* [AVAILABLE DATA]

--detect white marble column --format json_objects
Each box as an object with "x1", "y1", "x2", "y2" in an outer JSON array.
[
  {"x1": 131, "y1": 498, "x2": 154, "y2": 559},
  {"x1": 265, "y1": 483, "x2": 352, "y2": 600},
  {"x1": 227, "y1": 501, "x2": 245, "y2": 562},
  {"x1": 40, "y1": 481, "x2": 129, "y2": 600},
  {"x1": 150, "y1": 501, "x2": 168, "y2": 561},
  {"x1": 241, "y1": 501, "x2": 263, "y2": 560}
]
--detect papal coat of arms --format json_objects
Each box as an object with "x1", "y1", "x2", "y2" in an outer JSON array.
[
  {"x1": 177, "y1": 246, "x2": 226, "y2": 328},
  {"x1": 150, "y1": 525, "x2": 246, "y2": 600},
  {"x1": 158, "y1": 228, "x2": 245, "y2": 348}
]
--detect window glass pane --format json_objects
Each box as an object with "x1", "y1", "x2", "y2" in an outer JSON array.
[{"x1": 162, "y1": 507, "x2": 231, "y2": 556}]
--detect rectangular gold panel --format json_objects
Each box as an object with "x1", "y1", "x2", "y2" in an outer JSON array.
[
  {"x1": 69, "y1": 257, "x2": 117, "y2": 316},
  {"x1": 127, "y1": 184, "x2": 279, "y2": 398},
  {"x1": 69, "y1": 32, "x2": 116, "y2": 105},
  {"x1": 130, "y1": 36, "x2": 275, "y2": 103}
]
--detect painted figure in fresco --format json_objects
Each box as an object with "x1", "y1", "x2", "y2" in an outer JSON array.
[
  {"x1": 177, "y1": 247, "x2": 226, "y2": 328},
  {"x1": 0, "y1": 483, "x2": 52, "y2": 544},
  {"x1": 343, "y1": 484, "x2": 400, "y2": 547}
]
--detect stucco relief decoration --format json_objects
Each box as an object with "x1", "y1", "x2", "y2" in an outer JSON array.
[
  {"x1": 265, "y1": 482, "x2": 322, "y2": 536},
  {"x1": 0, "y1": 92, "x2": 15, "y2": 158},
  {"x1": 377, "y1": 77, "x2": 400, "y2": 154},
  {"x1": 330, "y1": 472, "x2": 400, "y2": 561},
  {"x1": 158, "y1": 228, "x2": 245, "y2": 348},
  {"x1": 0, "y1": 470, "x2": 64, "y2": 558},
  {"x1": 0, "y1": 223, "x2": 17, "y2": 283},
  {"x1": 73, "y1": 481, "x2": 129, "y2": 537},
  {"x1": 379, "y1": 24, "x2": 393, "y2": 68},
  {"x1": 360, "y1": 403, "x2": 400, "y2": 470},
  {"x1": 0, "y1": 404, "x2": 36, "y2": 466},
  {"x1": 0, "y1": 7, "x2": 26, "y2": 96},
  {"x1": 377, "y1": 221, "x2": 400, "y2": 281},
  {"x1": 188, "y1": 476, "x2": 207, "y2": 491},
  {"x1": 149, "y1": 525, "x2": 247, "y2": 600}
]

* [ASSIGNED TASK]
For this task, copy every line of the material in which "detect" appears.

* [EXERCISE SOLUTION]
--detect white marble column --format json_objects
--detect papal coat of arms --format json_objects
--detect window glass pane --format json_objects
--detect rectangular gold panel --format json_objects
--detect painted figure in fresco --format json_objects
--detect stucco relief decoration --format json_objects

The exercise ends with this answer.